[START TASK INPUT]
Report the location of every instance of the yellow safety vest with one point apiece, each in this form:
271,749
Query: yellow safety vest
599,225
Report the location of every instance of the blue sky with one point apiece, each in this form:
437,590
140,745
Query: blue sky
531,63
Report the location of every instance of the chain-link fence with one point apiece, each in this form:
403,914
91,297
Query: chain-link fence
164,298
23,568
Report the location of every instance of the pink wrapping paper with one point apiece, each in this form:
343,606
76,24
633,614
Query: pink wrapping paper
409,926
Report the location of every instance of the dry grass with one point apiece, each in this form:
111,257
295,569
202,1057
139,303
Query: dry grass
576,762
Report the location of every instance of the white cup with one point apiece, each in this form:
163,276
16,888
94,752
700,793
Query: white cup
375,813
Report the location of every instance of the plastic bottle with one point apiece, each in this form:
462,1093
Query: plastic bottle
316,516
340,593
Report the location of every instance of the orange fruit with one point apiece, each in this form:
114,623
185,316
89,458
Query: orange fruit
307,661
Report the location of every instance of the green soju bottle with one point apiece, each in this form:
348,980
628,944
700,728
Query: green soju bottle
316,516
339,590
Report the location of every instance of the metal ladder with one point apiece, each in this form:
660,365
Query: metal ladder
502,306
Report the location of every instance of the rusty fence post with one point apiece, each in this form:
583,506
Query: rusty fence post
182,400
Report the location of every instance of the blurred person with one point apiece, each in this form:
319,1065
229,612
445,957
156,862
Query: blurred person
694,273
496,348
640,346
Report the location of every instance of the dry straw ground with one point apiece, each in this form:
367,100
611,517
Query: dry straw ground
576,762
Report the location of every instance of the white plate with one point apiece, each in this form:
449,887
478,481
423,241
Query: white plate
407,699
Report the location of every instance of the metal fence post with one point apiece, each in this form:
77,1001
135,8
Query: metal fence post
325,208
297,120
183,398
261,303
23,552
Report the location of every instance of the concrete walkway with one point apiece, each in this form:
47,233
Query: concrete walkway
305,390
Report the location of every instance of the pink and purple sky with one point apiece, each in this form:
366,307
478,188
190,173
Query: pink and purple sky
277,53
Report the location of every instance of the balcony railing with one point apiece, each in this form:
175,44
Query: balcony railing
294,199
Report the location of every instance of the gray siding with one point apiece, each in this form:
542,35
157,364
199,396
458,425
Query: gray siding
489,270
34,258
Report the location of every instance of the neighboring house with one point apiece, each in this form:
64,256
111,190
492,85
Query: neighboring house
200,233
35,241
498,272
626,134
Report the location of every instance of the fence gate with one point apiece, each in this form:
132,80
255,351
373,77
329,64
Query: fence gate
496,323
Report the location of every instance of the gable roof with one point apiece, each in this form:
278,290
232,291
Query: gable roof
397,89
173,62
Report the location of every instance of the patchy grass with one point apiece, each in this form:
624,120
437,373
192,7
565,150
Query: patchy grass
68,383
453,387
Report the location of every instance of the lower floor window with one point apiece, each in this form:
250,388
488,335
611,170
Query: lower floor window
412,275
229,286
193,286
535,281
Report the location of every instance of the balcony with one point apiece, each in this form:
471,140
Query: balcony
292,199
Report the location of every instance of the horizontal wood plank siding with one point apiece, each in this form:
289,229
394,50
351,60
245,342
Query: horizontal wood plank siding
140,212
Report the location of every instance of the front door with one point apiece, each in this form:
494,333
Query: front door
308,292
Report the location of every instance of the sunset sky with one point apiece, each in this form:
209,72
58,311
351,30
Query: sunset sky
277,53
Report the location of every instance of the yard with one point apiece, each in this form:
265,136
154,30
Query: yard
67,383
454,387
[END TASK INPUT]
Transcribe the whole listing exactly.

## OUTPUT
Report the location of every instance of the yellow safety vest with one point apiece, each in this form:
271,749
Query: yellow safety vest
599,225
Report the location of every instance of the blue sky with one point apiece, each in this form:
437,590
140,745
Query: blue sky
531,63
Report the location of every instance of the chain-link fence with one point apiece, each in this form:
403,914
91,297
Query: chain-link fence
164,298
23,568
Report the location of every instance of the pink wrapping paper with one point apiece, each in this form:
343,606
76,24
633,614
Query: pink wrapping paper
409,926
Report the location of every instance of the dry grass with one point apiece, each in this form:
111,257
295,569
202,1057
139,303
Query: dry grass
576,762
Report the location of every instance of the white cup with one point apiece, each in this form:
163,276
16,888
94,752
700,793
Query: white cup
375,813
Report the location of every instance of the plastic bottle with one point apiece, each in this form:
462,1093
Query: plastic bottle
316,516
340,593
Report the location of every instance of the orange fruit with one point apiece, each in this form:
114,623
185,316
89,458
Query: orange fruit
307,661
Report the location of every instance of the green soju bottle with one point apiece, each in this form:
348,980
628,944
700,728
Query: green soju bottle
316,516
339,590
Report the location of every instance of the metal ladder with one point apiece, each in this form:
660,365
Query: metal ladder
502,306
Report the location of every instance of the rusty fence post with one point apiece, each in this form:
583,506
Query: rusty fence post
182,400
Report the location of every instance of the blurred person with one point apiece, each in this form:
319,1065
229,612
445,957
156,862
Query: blurred person
694,273
496,348
640,346
Report the location of every instance of the dry straw ground with one point apiece, each in this form:
367,100
611,517
Query: dry straw ground
576,762
Report the location of every instance of the white plate with one point apiece, each in this form:
449,887
478,481
423,241
Query: white plate
407,699
Report the location of every instance of the metal fence post with one point apiece, each in this form:
77,1001
135,8
Query: metal fence post
325,208
297,120
183,398
261,303
23,552
Report the location of every instance of the concrete walkway with one point apiece, each in this form:
47,233
Query: concrete walkway
305,390
Report the location of every instance of the pink and purple sky with one point apiece, each in this form:
366,307
478,188
190,173
Query: pink and purple sky
277,53
Report the location of every instance of the balcony railing with one point apiece, each in this form:
175,44
Query: balcony railing
294,199
Report the location of every instance of the gray siding with one point apiece, each in this form:
542,35
157,364
199,396
458,425
Query: gray siding
489,270
34,258
Report the location of every instance of the neighboring house with one point apiece, each in this form:
64,256
111,190
492,85
Query: neighboring house
200,233
35,241
498,272
626,134
Report the location of every instance of the fence gate with one point apiece, each in this form:
132,80
255,351
373,77
329,64
Query: fence gate
496,323
Report the location of every instance of the gable roof with one point apiece, each in this form:
278,290
232,291
Query: gable roof
397,89
173,62
Report the location of every instance of the patchy grass with one point apiece, each in this form:
624,120
437,373
192,7
565,150
Query: patchy grass
68,383
453,387
Report the location of every instance of the lower floor window with one point apiece, each in this form:
250,388
488,335
611,170
Query: lower floor window
412,275
229,286
193,286
535,281
Report the location of every instance of the balcony with one point apiece, each in this form:
471,140
Query: balcony
292,199
Report the location of every instance of the horizontal wood plank siding with one point apiece, each in this form:
289,229
394,50
351,60
245,342
Query: horizontal wood plank siding
140,212
Report the location of every instance of the front door with one point apiece, each in this form:
494,333
Query: front door
308,292
Report the location of every instance of the sunset sky with one point apiece, each in this form:
209,72
58,311
351,30
Query: sunset sky
277,53
Report the location of every instance of the yard with one point apiece, each in this form:
265,136
154,30
Query: yard
67,383
454,387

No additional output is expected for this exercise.